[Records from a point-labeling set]
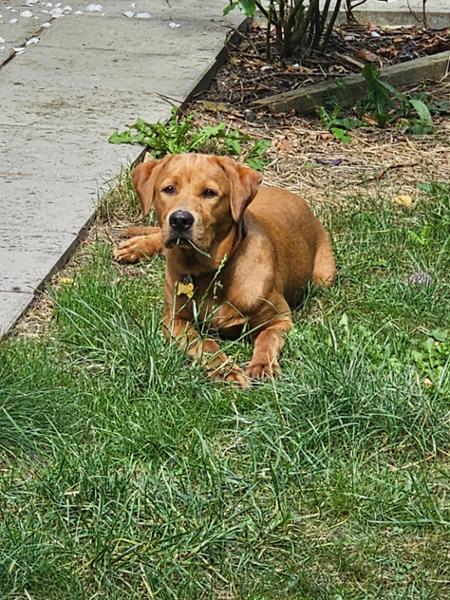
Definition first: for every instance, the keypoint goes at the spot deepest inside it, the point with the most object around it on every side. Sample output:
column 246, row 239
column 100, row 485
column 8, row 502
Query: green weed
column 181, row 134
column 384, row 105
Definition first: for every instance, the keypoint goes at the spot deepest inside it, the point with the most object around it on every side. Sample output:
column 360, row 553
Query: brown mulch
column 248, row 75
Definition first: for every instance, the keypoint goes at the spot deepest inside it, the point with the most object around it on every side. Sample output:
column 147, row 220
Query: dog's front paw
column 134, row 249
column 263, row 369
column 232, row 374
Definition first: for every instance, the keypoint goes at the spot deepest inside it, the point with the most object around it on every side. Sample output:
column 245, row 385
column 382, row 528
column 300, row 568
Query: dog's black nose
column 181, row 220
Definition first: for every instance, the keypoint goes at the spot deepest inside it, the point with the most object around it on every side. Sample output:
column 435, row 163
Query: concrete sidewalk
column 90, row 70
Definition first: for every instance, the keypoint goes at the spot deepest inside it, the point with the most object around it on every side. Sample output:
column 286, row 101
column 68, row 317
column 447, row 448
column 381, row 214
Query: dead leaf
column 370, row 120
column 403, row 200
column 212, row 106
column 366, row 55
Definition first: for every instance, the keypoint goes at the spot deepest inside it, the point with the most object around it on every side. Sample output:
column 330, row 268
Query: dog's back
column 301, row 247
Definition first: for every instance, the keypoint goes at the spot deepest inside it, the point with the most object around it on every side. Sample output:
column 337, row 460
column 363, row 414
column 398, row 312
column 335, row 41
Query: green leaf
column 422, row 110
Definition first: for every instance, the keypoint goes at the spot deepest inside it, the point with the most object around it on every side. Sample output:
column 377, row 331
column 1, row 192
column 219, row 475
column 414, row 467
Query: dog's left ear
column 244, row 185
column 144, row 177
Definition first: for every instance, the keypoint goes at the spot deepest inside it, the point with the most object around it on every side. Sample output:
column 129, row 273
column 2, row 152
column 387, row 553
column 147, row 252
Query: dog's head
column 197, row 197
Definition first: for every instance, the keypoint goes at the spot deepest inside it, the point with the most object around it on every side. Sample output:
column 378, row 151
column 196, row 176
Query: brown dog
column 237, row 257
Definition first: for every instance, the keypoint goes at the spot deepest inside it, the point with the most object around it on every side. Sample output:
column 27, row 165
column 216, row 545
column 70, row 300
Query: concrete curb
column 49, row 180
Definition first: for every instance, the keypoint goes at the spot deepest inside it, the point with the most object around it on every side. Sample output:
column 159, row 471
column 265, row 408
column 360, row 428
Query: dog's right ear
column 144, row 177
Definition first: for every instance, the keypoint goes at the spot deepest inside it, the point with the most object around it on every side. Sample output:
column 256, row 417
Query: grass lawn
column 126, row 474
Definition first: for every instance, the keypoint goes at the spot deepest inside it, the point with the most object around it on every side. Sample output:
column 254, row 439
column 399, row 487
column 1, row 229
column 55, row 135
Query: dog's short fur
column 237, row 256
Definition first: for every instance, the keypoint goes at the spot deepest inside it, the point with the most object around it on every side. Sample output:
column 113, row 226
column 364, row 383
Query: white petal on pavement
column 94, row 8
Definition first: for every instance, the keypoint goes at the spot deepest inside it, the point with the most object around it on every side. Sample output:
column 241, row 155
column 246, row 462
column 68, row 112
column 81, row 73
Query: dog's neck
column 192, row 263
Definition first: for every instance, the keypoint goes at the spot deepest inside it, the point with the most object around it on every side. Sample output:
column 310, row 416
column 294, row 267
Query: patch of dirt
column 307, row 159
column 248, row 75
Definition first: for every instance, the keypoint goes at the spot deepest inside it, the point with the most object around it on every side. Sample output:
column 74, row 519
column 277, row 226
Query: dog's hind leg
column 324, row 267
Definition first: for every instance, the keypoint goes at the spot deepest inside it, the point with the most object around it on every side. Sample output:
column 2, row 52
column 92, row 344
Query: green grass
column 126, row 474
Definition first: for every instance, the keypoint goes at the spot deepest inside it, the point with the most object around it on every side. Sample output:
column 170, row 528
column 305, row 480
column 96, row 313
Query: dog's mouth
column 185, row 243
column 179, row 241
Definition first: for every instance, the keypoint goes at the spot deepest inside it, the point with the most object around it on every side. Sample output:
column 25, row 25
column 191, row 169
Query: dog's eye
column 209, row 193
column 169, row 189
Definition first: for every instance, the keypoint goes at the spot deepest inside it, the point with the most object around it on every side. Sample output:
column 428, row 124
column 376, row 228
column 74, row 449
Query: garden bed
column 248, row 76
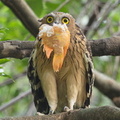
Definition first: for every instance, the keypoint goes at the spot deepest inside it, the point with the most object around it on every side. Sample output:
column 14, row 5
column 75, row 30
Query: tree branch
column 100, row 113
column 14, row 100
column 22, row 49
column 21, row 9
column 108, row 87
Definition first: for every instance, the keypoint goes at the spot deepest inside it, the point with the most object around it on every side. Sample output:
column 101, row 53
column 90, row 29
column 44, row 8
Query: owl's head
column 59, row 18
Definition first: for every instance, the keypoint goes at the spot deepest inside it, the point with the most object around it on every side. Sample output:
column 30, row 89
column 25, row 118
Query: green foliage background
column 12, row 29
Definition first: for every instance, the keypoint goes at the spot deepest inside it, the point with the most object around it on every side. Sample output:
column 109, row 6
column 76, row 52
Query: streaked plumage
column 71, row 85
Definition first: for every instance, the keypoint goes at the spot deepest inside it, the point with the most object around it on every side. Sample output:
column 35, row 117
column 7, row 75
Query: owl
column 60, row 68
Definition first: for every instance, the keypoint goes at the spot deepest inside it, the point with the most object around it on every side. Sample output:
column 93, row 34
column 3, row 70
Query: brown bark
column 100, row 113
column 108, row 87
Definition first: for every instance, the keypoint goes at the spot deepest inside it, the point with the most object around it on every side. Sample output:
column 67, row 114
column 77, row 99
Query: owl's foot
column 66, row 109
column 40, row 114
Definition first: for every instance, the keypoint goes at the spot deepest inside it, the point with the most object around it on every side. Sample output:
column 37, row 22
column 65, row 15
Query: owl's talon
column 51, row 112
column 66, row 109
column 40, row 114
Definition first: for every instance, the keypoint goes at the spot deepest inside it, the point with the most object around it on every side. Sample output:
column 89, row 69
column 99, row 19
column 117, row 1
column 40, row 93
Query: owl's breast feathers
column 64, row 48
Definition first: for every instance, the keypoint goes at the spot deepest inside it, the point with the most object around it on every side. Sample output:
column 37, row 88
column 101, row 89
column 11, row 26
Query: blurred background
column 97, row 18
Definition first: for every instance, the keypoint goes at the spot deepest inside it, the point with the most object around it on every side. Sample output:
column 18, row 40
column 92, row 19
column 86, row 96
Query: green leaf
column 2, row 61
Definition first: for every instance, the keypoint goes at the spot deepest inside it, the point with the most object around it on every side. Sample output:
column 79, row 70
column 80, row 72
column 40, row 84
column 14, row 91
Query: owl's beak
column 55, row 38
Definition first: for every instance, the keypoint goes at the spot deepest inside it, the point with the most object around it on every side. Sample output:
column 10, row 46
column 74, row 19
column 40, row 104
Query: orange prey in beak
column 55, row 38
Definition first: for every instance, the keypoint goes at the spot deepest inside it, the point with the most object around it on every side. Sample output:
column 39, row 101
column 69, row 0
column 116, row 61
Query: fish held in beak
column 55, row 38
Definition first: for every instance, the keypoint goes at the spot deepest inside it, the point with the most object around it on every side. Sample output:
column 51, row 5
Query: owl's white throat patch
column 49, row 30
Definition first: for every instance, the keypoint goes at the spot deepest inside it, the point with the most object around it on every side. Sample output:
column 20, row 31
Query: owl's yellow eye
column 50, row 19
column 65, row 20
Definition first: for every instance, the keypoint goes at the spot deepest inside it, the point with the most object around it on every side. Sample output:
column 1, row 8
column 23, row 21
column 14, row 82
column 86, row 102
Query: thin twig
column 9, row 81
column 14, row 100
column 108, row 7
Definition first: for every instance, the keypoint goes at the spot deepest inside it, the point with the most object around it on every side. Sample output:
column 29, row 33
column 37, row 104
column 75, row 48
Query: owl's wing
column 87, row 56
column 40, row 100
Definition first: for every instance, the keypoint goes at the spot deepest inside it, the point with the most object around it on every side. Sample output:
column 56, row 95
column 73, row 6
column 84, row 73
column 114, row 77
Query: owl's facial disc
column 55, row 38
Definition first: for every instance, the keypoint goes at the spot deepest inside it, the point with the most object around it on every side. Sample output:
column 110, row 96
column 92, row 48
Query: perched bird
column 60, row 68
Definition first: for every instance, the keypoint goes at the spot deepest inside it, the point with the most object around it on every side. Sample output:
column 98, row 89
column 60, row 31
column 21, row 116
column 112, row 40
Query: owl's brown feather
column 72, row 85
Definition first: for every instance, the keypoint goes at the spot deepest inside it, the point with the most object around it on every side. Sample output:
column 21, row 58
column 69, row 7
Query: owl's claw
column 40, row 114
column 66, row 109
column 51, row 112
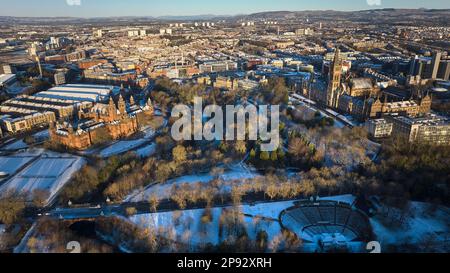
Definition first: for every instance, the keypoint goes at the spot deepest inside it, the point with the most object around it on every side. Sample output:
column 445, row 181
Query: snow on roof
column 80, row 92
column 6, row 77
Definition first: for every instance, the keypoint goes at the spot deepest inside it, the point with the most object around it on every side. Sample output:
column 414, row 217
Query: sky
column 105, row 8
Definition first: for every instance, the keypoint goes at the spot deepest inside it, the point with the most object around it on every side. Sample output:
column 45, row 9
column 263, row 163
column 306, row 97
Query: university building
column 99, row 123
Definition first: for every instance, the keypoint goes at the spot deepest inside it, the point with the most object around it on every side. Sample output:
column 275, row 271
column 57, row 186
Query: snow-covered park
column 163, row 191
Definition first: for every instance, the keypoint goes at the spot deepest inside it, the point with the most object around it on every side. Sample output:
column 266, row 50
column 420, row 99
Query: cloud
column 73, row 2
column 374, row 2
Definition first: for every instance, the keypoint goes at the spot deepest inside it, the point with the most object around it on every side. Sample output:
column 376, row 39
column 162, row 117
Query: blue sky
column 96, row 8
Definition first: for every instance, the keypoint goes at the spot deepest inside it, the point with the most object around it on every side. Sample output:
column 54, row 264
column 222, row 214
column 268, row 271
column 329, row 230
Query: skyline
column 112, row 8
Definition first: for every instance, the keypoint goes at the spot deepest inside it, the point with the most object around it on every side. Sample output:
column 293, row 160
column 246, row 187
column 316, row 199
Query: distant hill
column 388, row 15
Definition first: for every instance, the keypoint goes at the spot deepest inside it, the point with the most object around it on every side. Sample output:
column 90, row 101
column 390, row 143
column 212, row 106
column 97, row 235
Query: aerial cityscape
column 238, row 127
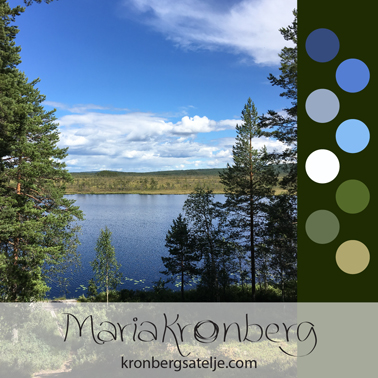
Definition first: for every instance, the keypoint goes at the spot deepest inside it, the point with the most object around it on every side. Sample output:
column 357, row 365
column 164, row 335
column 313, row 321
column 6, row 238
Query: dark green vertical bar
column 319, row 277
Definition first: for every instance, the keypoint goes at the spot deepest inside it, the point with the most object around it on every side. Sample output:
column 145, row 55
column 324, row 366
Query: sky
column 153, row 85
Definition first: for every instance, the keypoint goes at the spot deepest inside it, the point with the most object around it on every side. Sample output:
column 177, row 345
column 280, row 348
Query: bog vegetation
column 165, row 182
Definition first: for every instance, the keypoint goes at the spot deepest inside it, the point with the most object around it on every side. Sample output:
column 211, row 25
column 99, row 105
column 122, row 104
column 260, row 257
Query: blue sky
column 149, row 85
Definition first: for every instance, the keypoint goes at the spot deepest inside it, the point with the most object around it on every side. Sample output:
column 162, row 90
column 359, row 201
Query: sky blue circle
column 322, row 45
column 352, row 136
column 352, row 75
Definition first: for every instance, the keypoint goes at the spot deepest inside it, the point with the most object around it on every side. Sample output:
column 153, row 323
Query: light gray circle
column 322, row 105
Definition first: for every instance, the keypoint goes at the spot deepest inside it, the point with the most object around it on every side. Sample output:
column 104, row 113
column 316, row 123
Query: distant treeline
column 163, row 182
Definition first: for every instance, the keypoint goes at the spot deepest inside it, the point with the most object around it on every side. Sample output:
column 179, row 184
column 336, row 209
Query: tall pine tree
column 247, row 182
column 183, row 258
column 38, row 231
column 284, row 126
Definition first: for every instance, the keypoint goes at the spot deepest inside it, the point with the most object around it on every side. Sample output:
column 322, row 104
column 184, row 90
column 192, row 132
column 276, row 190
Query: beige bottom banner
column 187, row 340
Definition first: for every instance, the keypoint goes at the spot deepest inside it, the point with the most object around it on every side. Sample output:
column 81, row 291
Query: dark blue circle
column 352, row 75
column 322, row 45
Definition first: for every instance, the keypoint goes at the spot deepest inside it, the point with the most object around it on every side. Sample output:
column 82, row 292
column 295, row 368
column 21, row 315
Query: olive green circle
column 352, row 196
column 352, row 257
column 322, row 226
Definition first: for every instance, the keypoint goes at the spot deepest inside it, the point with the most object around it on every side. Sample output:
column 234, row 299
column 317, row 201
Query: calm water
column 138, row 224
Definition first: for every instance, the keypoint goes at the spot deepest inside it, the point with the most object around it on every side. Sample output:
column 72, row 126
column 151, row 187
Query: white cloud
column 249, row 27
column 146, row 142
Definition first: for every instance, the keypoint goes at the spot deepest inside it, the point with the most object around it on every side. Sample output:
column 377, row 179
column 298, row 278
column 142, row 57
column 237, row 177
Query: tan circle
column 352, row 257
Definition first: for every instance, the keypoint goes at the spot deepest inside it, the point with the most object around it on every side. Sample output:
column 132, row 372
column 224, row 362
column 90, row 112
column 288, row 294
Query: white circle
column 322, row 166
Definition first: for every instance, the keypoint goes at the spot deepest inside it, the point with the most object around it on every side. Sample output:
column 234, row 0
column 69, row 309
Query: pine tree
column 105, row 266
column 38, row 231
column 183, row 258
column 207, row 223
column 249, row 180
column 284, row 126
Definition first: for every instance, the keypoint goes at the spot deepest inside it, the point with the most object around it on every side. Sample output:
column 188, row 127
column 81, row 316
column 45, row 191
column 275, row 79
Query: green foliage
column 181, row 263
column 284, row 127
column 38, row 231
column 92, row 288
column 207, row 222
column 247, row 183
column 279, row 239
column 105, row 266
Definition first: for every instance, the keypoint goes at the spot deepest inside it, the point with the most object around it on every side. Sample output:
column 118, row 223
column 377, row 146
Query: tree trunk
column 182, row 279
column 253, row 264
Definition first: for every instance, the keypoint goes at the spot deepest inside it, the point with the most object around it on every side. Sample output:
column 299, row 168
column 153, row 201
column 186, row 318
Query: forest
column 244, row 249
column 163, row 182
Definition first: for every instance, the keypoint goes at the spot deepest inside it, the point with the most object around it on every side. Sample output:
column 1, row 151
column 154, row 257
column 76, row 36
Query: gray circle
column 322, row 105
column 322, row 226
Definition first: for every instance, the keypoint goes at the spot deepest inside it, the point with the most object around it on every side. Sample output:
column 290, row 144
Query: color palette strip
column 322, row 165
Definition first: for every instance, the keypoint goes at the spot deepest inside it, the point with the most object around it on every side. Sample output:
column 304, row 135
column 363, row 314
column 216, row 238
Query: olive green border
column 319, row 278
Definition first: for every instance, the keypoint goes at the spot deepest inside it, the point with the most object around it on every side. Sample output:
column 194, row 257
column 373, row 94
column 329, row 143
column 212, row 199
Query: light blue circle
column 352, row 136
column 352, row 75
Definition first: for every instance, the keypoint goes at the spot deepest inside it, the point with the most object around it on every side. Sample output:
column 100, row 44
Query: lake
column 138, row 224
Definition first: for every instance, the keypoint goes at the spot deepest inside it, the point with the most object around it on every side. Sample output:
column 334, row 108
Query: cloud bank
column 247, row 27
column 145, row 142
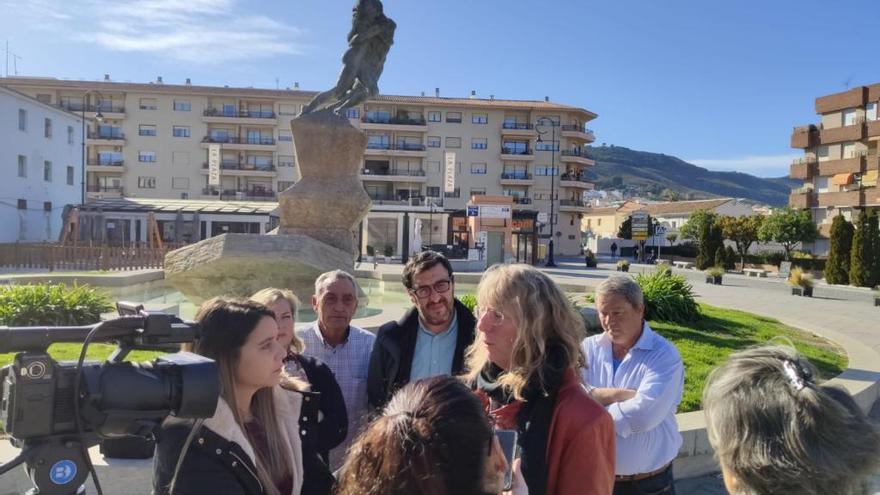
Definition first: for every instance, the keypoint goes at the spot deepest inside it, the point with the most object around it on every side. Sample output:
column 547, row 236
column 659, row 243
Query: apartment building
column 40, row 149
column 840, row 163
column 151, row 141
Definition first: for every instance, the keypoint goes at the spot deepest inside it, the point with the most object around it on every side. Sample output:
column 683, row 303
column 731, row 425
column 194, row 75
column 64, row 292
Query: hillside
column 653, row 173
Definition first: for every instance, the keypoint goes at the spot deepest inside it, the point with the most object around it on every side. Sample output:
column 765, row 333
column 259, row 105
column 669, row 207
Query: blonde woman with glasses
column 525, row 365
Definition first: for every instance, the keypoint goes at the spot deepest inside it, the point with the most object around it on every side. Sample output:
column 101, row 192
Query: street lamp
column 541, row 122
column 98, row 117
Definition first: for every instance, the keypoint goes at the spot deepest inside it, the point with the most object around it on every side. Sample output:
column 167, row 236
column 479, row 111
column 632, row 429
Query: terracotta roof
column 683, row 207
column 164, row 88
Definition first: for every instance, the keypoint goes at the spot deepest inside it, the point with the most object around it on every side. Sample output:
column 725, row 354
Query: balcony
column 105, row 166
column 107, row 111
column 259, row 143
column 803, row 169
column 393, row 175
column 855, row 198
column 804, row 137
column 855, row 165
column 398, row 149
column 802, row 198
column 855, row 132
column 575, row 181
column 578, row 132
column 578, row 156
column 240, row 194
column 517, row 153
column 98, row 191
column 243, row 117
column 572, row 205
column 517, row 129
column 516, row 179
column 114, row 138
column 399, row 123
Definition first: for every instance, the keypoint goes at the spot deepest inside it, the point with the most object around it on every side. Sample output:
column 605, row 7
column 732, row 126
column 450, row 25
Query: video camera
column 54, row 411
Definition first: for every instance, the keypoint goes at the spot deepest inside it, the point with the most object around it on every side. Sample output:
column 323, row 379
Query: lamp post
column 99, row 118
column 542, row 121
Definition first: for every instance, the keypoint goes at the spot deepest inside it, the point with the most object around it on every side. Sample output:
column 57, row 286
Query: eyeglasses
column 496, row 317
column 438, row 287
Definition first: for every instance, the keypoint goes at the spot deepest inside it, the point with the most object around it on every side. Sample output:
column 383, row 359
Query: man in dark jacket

# [TASK DETAILS]
Count the lines in the items above that contain the word "white", and give only that number.

# [ANSWER TO THE TASK]
4